● Data to use
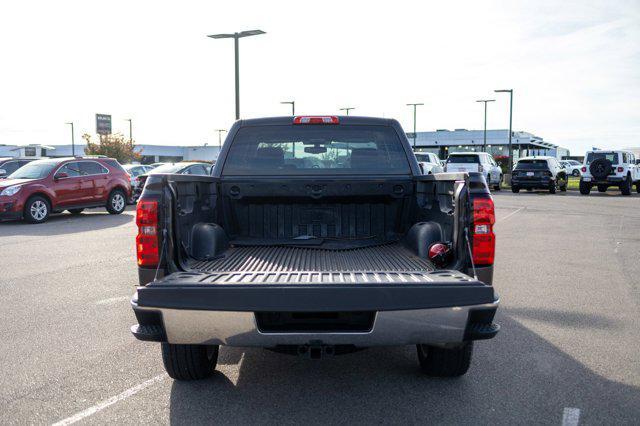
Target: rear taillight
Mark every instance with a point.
(319, 119)
(147, 238)
(484, 240)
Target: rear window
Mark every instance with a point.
(316, 150)
(611, 156)
(532, 164)
(468, 159)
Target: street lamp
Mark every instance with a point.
(414, 123)
(73, 144)
(236, 37)
(130, 129)
(220, 137)
(293, 106)
(484, 144)
(510, 91)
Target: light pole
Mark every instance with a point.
(510, 91)
(73, 141)
(293, 106)
(484, 143)
(414, 123)
(130, 129)
(220, 137)
(236, 37)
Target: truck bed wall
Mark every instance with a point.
(377, 210)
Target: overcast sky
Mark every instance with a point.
(574, 66)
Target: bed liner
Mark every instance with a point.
(390, 257)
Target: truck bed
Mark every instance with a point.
(391, 257)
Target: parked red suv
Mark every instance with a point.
(47, 186)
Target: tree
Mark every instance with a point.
(113, 146)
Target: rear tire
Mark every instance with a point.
(189, 362)
(117, 201)
(625, 188)
(585, 188)
(36, 209)
(445, 362)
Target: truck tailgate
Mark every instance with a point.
(314, 291)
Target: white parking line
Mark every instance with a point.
(107, 402)
(112, 300)
(570, 416)
(509, 215)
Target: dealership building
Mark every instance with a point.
(149, 153)
(442, 142)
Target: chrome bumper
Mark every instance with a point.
(232, 328)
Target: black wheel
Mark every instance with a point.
(117, 202)
(189, 362)
(625, 188)
(585, 188)
(443, 362)
(37, 209)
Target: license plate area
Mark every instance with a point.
(315, 322)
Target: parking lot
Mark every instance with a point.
(567, 270)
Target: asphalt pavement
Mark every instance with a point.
(567, 270)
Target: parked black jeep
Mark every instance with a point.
(539, 173)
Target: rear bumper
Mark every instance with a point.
(390, 328)
(402, 314)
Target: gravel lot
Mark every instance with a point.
(567, 270)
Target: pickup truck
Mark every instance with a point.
(315, 236)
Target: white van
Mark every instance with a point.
(476, 162)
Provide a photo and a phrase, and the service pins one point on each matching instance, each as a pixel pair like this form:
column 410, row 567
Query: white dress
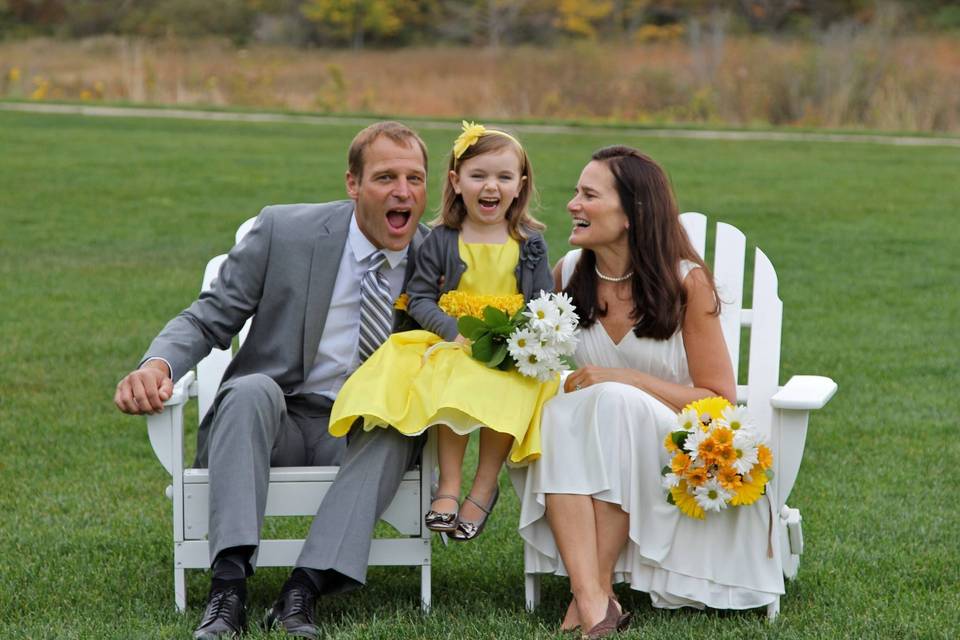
column 606, row 441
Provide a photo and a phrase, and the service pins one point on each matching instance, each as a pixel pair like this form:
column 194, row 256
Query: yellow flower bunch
column 471, row 133
column 717, row 459
column 460, row 303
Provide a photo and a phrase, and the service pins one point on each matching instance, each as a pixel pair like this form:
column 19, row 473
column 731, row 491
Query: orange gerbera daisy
column 680, row 463
column 729, row 478
column 697, row 475
column 751, row 491
column 765, row 456
column 686, row 502
column 726, row 454
column 723, row 435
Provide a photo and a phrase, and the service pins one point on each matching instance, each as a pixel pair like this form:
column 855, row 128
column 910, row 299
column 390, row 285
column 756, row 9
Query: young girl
column 485, row 250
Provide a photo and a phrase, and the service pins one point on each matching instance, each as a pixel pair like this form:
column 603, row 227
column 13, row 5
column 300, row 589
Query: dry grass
column 846, row 78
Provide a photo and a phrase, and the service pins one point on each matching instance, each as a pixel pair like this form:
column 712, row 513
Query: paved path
column 700, row 134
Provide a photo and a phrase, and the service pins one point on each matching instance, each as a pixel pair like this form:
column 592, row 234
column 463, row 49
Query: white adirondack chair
column 293, row 491
column 780, row 412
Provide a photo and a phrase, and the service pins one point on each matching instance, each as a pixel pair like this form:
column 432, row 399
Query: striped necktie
column 376, row 307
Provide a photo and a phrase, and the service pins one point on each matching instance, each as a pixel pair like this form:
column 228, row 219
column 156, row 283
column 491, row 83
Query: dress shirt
column 337, row 356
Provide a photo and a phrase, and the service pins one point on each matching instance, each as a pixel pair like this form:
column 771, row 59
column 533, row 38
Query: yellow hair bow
column 471, row 133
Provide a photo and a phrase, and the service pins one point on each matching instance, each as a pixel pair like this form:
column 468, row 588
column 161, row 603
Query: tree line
column 490, row 23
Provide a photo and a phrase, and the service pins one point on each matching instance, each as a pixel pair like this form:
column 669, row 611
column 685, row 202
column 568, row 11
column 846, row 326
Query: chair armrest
column 804, row 393
column 166, row 428
column 182, row 391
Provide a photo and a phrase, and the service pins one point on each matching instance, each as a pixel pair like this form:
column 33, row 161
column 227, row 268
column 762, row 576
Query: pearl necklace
column 603, row 276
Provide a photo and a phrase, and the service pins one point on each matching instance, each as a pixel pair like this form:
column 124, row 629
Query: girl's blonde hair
column 453, row 211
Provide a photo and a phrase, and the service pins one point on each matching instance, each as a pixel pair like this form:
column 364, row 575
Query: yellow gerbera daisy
column 751, row 491
column 712, row 407
column 764, row 456
column 707, row 450
column 669, row 445
column 686, row 502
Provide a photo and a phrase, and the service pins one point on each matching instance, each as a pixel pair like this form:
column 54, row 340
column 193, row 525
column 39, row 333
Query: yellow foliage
column 459, row 303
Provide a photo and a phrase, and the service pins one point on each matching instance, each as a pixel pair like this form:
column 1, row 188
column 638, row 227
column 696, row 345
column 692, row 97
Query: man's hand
column 144, row 390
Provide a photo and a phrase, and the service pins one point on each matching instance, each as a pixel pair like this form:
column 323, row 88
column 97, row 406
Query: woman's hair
column 657, row 243
column 453, row 211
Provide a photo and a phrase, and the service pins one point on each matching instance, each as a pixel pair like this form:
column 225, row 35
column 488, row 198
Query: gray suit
column 283, row 273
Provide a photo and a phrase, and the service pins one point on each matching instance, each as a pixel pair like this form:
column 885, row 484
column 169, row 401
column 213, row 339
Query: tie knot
column 376, row 261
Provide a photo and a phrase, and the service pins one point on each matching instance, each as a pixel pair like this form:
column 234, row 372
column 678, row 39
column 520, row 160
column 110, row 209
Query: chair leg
column 773, row 610
column 180, row 589
column 532, row 590
column 425, row 589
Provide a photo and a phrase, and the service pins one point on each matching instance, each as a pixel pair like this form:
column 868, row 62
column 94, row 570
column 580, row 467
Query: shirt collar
column 362, row 248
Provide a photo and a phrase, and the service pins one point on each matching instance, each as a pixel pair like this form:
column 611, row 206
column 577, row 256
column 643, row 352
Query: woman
column 651, row 342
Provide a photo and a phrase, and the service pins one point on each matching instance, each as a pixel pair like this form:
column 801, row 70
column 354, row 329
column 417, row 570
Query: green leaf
column 679, row 438
column 483, row 348
column 470, row 327
column 503, row 330
column 495, row 317
column 499, row 355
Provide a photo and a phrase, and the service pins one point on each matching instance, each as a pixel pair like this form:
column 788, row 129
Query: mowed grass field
column 106, row 224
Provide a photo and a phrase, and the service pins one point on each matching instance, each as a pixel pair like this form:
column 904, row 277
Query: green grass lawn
column 106, row 224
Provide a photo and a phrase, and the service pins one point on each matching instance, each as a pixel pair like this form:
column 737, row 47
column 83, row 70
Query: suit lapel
column 324, row 265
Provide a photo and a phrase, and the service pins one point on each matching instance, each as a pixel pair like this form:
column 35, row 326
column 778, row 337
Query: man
column 307, row 272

● Problem details
Whenever a line above contains "parked", copy that line.

● Response box
Target: parked red suv
Target: parked black jeep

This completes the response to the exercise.